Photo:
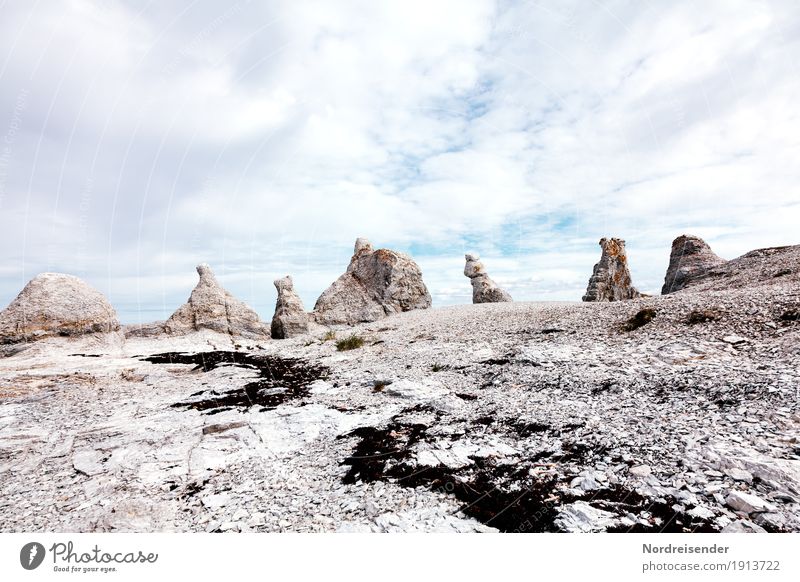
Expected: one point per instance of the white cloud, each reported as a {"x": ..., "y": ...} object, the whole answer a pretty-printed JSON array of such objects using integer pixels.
[{"x": 264, "y": 138}]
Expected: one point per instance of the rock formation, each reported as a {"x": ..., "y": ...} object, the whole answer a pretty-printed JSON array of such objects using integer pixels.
[
  {"x": 56, "y": 304},
  {"x": 611, "y": 279},
  {"x": 484, "y": 289},
  {"x": 690, "y": 257},
  {"x": 377, "y": 283},
  {"x": 290, "y": 318},
  {"x": 212, "y": 307}
]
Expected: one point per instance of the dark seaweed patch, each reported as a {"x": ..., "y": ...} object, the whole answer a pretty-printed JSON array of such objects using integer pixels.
[
  {"x": 466, "y": 396},
  {"x": 503, "y": 496},
  {"x": 526, "y": 429},
  {"x": 280, "y": 379}
]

* * * *

**EXERCISE REQUIREMENTS**. Retype exactly, please, only the lines of the entries that run from the one containing "Expected: one point per instance of the rock" to the last.

**FINISHED EXERCISE**.
Expected: one point per instance of the rock formation, each reported as a {"x": ..., "y": ...} object, the whole answer a pretty-printed JSON array of such objects using integer pixels.
[
  {"x": 56, "y": 304},
  {"x": 611, "y": 279},
  {"x": 484, "y": 289},
  {"x": 690, "y": 257},
  {"x": 377, "y": 283},
  {"x": 290, "y": 318},
  {"x": 212, "y": 307}
]
Expected: one point per instance of the dark seaweed patch, each reported as a {"x": ..., "y": ...} object, the whole answer a pretty-printed JSON array of such objects using integer pixels.
[
  {"x": 466, "y": 396},
  {"x": 503, "y": 496},
  {"x": 526, "y": 429},
  {"x": 280, "y": 379}
]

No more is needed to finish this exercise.